Loading...
EKONOMI
Penulis: Diah Anggraeni Retnaningrum 21:26 WIB | Selasa, 10 November 2015

FITRA: Alokasi Anggaran BUMN Tak Tepat Sasaran

Manajer Advokasi Seknas FITRA Apung Widadi (kiri) dalam konferensi pers Mengukur Efektivitas PMN BUMN: Meningkatkan Produksi atau Sumber Sapi Perah di Kedai Kopi Deli Jalan Sunda no 8 M.H Thamrin Jakarta Pusat, hari Selasa (10/11). (Foto: Diah A.R)

JAKARTA, SATUHARAPAN.COM – Forum Indonesia untuk Transparansi Anggaran (FITRA) menilai alokasi anggaran Kementerian Badan Usaha Milik Negara (BUMN) dengan total aset mencapai Rp 4.500 triliun itu tidak tepat sasaran.

“Berdasarkan data di BEI asetnya BUMN itu mencapai sekitar Rp 2.500 triliun. Kemudian dalam catatan BPK itu total asetnya mencapai Rp 4.500 triliun. Dengan kapitalisasi aset yang spt ini sebenarnya masih banyak ruang-ruang yang bisa dieksplorasi oleh BUMN sendiri,” kata Manajer Advokasi  Seknas FITRA Apung Widadi dalam konferensi pers Mengukur Efektivitas PMN BUMN: Meningkatkan Produksi atau Sumber Sapi Perah di Kedai Kopi Deli Jalan Sunda no 8 M.H Thamrin Jakarta Pusat, hari Selasa (10/11).

“Dengan asetnya yang sebanyak itu bisa mendominasi seluruh sektor perekonomian di Indonesia mulai dari perbankan dan jasa itu sebenarnya bisa dan BUMN ini bisa melakukan dominasi dan kemudian mendorong perekonomian Indonesia.”

Menurutnya, kinerja BUMN di bawah Rini Soemarno saat ini tidak mencerminkan Nawa Cita yang digadang-gadang oleh Presiden Joko Widodo di mana BUMN diharapkan dapat menjadi Soko Guru perekonomian nasional.

“Cita-cita yang sangat bagus tapi dalam konteksnya saat ini belum terlaksana. Dari Rp 4.579 triliun itu berapa sebenarnya modal lagi yang dibutuhkan BUMN untuk meningkatkan kinerja produksinya ataupun kemudian bisa dilihat berapa laba dan berapa laba yg disetor ke negara,” kata dia.

“Kalau kemudian ini tidak transparan, ada apa dengan tata kelola BUMN tentu akan bisa kita lihat ada beberapa temuan-temuan yang mengindikasikan bahwa keuntungan BUMN dinikmati oleh siapa kemudian setoran ke negara kok sedikit.”

━━━━━━━━━━━━━━━━━━━━━━━━━━━━━━

▶ [Permintaan 1]:
Jawab pertanyaan berikut berdasarkan berita tentang anggaran BUMN:
(a) Berapa aset BUMN menurut data di BEI?
(b) Siapa yang saat ini memimpin BUMN menurut berita tersebut?
(c) Di kedai kopi mana konferensi pers itu diadakan?
▶ [Permintaan 2]: Cetak persis bagian berita tentang anggaran BUMN mulai dari "FITRA: Alokasi Anggaran" sampai "(Foto: Diah A.R)".
Baris-baris yang menyusul tidak diperlukan.

▶ [Baris Tersimpan]:
━━━━━━━━━━━━━━━━━━━━━━━━━━━━━━

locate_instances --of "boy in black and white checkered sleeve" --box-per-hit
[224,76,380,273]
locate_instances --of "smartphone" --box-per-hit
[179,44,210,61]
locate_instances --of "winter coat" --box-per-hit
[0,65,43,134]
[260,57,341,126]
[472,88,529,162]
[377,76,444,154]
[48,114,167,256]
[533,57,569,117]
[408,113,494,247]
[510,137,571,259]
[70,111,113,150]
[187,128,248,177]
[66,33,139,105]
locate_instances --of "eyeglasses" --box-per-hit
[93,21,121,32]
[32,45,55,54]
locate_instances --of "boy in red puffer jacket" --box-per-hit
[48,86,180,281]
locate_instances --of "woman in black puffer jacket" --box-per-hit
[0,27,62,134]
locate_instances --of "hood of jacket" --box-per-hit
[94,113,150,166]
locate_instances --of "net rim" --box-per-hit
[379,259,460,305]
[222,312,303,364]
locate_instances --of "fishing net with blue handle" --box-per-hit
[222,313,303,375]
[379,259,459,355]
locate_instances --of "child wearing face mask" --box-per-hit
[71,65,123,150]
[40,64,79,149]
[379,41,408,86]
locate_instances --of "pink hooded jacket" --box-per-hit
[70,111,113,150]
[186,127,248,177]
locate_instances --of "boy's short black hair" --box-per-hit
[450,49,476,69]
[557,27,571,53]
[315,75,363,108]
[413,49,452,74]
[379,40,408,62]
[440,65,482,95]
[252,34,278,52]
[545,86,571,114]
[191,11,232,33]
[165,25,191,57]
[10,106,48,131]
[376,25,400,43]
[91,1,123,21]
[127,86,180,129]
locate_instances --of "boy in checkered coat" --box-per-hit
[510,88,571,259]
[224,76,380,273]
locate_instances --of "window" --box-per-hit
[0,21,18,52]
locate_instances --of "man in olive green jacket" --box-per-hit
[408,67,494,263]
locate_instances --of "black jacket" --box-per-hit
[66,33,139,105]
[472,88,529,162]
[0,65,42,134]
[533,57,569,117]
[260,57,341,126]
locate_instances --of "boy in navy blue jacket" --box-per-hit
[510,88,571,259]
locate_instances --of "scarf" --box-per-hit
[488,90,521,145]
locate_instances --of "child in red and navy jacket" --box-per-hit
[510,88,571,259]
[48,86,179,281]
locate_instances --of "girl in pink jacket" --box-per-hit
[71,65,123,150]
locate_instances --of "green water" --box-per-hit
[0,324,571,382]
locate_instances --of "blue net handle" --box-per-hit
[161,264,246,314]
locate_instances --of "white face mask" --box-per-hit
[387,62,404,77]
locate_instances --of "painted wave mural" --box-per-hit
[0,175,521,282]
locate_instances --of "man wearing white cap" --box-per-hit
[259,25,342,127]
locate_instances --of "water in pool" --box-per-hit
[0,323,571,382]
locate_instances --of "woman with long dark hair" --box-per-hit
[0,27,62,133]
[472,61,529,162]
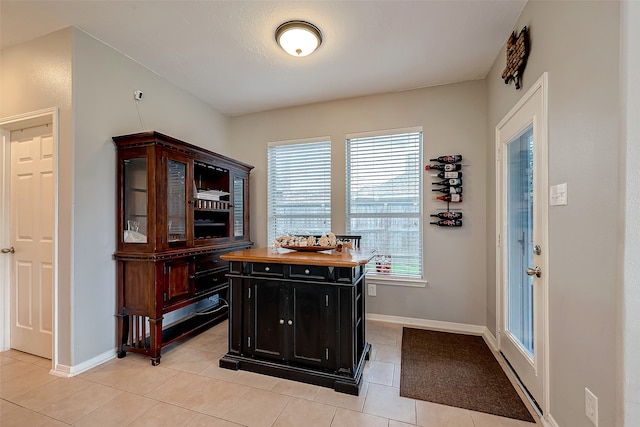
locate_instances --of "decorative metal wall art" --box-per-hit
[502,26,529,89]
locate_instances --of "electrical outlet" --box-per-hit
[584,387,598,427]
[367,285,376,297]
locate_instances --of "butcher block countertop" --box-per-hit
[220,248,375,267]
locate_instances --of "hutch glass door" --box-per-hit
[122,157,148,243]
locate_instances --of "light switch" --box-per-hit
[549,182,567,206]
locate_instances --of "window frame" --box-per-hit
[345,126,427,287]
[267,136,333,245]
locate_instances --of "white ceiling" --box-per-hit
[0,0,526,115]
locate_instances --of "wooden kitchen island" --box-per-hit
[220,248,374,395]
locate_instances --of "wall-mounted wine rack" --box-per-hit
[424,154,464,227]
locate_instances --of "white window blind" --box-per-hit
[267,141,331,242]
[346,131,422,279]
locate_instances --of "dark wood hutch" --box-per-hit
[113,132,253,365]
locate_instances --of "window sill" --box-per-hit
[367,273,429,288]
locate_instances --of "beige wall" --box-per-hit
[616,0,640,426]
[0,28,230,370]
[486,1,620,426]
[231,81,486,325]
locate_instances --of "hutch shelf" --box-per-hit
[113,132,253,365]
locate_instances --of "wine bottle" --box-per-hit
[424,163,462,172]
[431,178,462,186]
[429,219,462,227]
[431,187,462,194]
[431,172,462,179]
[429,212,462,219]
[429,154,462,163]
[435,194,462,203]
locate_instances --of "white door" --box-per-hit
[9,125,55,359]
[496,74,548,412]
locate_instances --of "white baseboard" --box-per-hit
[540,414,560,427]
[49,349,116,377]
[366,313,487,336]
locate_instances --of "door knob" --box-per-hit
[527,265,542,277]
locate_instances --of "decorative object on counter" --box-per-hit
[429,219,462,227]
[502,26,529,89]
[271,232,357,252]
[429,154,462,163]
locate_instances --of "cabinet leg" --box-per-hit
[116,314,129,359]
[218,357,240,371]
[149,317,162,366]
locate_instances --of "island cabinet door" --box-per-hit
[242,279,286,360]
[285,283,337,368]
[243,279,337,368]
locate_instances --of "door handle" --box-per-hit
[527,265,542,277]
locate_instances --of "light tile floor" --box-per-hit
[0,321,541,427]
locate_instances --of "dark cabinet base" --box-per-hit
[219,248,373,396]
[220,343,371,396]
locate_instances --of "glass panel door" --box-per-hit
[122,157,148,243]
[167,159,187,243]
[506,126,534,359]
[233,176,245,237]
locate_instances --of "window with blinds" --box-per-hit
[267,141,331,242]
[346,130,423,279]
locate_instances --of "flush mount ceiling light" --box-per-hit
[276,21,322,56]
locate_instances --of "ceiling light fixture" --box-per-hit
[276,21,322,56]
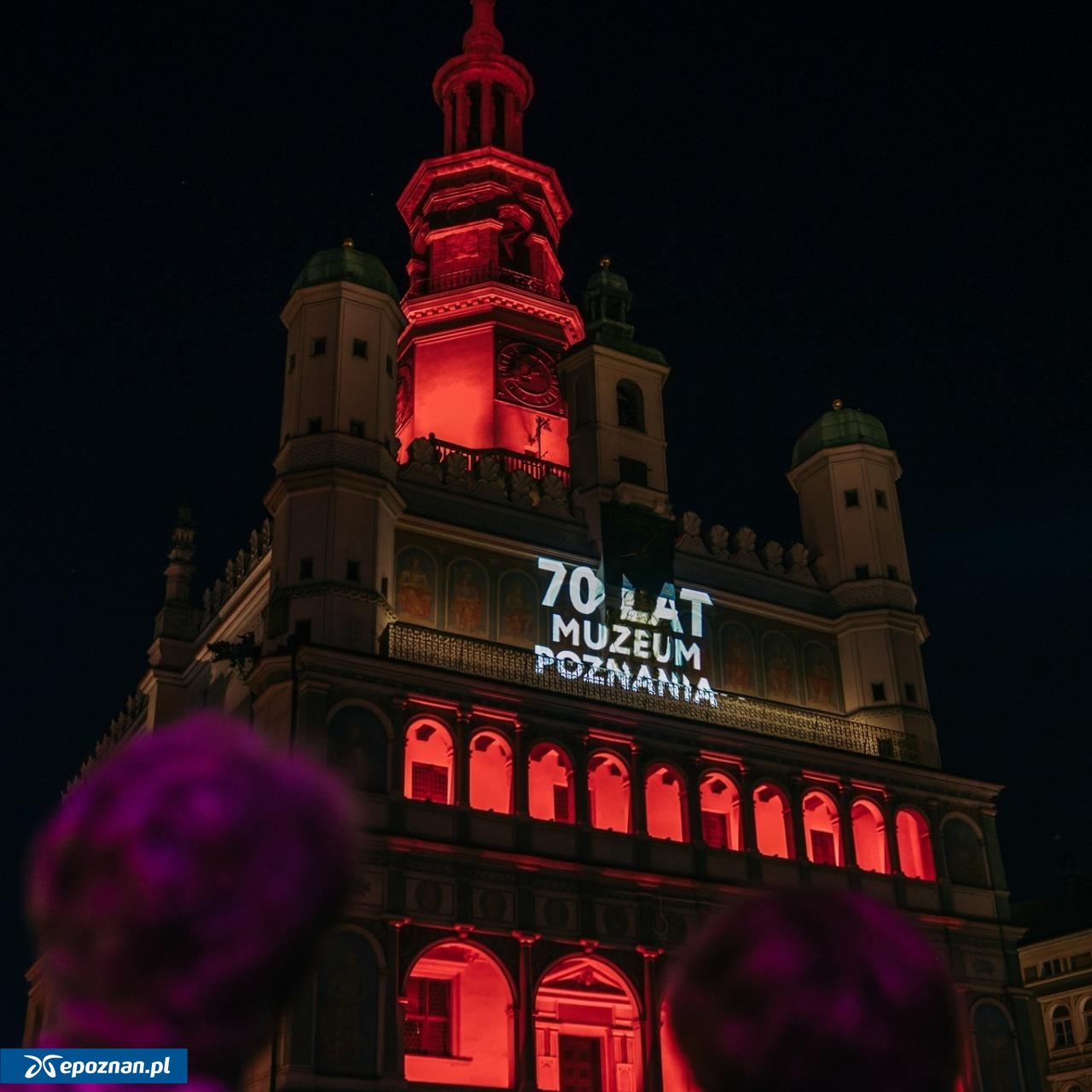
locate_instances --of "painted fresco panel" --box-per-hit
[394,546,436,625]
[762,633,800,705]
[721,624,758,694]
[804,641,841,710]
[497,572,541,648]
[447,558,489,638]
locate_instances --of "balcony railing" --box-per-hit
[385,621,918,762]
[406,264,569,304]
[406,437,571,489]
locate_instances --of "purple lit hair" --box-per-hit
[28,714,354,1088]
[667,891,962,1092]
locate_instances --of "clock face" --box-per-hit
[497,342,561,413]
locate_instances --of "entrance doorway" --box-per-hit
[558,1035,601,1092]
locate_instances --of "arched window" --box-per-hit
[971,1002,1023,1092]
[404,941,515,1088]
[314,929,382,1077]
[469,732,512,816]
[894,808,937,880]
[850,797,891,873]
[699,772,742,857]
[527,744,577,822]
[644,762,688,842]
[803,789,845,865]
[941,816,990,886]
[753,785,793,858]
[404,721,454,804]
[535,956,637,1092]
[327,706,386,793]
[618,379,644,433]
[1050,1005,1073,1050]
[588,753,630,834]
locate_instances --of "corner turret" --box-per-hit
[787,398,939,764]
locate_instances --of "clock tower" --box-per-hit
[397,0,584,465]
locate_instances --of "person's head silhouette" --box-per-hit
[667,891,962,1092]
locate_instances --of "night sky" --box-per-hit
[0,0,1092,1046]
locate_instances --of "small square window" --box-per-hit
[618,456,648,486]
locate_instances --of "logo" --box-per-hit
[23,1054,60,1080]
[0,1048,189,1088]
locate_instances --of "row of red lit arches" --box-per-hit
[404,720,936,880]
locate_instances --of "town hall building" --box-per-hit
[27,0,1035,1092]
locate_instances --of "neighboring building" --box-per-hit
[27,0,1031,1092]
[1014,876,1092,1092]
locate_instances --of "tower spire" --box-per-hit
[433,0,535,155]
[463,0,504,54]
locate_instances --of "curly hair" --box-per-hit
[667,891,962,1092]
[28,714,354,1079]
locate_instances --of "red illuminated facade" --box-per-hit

━━━━━━━━━━━━━━━━━━━━━━━━━━━━━━

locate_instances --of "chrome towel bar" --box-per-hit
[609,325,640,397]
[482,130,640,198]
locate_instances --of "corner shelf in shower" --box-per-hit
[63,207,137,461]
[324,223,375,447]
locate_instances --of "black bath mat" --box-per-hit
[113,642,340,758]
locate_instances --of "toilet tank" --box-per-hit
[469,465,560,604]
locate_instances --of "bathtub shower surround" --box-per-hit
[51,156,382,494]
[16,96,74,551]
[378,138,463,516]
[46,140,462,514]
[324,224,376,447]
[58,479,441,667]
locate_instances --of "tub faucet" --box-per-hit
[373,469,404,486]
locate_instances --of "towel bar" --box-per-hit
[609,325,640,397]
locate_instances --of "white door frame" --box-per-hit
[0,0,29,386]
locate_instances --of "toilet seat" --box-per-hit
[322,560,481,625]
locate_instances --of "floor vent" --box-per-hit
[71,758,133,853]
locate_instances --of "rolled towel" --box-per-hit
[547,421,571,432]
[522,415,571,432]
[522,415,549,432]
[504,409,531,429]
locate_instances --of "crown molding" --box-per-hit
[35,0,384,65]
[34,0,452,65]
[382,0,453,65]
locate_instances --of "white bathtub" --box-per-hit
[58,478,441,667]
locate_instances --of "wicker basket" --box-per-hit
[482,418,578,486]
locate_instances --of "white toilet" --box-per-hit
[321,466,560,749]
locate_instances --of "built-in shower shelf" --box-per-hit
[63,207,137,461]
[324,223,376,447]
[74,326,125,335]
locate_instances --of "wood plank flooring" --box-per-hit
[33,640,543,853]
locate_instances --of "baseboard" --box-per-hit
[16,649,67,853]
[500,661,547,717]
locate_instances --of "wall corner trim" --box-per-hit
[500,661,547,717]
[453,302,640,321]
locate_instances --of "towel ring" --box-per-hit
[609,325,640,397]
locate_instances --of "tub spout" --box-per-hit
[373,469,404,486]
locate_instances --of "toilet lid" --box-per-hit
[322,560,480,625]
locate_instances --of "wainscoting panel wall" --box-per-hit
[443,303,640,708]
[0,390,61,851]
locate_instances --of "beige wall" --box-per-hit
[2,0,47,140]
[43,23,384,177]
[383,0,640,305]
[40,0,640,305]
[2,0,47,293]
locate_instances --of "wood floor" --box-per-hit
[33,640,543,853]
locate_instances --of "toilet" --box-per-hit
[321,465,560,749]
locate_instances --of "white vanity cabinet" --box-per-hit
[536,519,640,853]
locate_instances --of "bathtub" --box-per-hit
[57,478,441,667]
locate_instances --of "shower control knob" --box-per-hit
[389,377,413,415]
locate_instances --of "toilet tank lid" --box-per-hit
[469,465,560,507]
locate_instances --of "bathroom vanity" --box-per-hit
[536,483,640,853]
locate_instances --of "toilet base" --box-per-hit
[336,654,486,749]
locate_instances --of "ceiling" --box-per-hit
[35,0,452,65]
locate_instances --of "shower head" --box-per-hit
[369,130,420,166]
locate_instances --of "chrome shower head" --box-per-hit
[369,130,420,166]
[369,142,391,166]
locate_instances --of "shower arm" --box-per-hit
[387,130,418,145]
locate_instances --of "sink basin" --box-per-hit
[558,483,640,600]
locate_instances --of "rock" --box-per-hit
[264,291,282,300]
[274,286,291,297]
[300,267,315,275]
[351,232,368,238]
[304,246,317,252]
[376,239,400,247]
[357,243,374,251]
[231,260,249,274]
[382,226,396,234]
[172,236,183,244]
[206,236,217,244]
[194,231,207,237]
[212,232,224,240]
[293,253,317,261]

━━━━━━━━━━━━━━━━━━━━━━━━━━━━━━

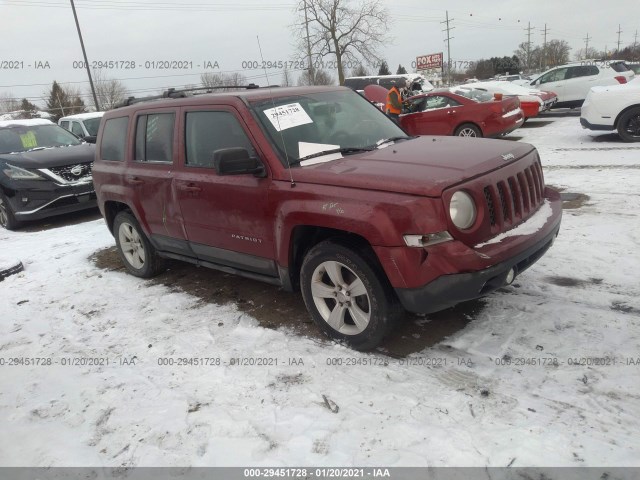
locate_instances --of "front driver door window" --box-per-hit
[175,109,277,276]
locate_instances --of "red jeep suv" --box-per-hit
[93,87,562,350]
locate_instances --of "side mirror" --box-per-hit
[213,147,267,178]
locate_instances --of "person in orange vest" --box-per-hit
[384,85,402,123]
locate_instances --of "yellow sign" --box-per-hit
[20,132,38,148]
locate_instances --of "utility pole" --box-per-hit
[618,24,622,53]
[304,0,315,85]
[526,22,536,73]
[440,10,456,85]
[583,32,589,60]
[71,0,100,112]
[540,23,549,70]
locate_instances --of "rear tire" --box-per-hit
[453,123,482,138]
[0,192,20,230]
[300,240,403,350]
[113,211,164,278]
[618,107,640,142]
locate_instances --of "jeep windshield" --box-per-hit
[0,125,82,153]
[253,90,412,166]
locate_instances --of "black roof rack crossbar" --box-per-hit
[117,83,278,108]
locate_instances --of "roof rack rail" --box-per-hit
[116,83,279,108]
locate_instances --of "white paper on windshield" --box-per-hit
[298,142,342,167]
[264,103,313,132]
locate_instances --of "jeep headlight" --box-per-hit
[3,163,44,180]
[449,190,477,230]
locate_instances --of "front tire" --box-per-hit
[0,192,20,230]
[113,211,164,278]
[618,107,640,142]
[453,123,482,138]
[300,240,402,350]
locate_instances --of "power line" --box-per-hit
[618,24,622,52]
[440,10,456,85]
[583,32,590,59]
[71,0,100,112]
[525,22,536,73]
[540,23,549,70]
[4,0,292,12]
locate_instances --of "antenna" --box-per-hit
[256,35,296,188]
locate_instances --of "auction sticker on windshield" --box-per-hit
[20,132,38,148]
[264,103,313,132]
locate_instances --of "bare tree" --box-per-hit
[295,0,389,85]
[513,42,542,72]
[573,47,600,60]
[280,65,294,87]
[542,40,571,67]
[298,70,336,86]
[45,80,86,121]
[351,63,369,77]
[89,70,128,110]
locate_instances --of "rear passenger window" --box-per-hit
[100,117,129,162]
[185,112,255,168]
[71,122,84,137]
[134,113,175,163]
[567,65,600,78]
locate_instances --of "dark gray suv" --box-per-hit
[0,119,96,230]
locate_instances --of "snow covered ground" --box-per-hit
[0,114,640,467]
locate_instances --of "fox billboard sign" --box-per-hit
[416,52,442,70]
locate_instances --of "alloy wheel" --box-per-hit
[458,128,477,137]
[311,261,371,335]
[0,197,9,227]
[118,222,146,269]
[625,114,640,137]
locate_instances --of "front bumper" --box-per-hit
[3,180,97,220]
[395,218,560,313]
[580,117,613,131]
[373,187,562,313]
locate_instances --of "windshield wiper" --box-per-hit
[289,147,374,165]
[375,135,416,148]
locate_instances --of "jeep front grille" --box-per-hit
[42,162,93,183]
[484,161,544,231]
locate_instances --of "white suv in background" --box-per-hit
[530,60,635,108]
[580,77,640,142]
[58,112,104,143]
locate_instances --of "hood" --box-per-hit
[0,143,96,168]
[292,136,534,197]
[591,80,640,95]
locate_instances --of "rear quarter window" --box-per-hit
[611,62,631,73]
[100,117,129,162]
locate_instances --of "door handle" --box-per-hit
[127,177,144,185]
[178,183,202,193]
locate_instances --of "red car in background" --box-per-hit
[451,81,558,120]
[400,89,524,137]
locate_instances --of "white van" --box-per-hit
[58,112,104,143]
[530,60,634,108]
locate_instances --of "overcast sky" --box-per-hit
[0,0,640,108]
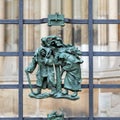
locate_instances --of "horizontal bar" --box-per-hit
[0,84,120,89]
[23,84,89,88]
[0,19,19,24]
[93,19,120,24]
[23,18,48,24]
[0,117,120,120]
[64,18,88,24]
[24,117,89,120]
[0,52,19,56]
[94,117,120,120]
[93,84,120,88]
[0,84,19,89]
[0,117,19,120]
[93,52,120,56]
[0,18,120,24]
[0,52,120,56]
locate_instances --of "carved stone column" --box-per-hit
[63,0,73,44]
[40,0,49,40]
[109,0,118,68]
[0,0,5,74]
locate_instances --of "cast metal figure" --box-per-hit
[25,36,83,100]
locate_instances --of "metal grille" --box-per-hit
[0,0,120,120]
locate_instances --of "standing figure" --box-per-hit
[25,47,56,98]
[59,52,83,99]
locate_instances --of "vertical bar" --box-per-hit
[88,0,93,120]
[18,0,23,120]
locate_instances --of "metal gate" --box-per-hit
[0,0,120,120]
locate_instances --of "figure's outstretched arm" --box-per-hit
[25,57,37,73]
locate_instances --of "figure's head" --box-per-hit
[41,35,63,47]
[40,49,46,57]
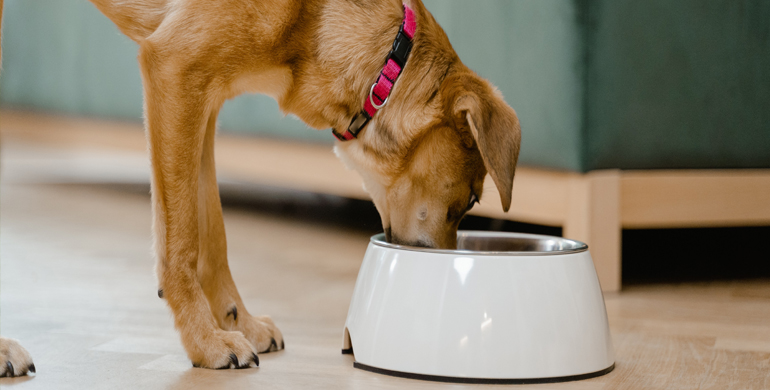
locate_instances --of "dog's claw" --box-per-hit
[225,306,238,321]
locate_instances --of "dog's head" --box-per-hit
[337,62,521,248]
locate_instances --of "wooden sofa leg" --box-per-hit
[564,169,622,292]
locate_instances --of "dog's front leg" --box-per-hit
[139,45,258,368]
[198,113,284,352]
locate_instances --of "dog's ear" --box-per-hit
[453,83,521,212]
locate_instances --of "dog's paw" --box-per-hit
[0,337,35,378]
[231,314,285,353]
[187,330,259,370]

━━━━━━━━━━━━━━━━━━━━━━━━━━━━━━

▶ [Hasil Tugas 1]:
(a) Sekitar Rp 2.500 triliun.
(b) Rini Soemarno.
(c) Kedai Kopi Deli.

▶ [Hasil Tugas 2]:
FITRA: Alokasi Anggaran BUMN Tak Tepat Sasaran

Manajer Advokasi Seknas FITRA Apung Widadi (kiri) dalam konferensi pers Mengukur Efektivitas PMN BUMN: Meningkatkan Produksi atau Sumber Sapi Perah di Kedai Kopi Deli Jalan Sunda no 8 M.H Thamrin Jakarta Pusat, hari Selasa (10/11). (Foto: Diah A.R)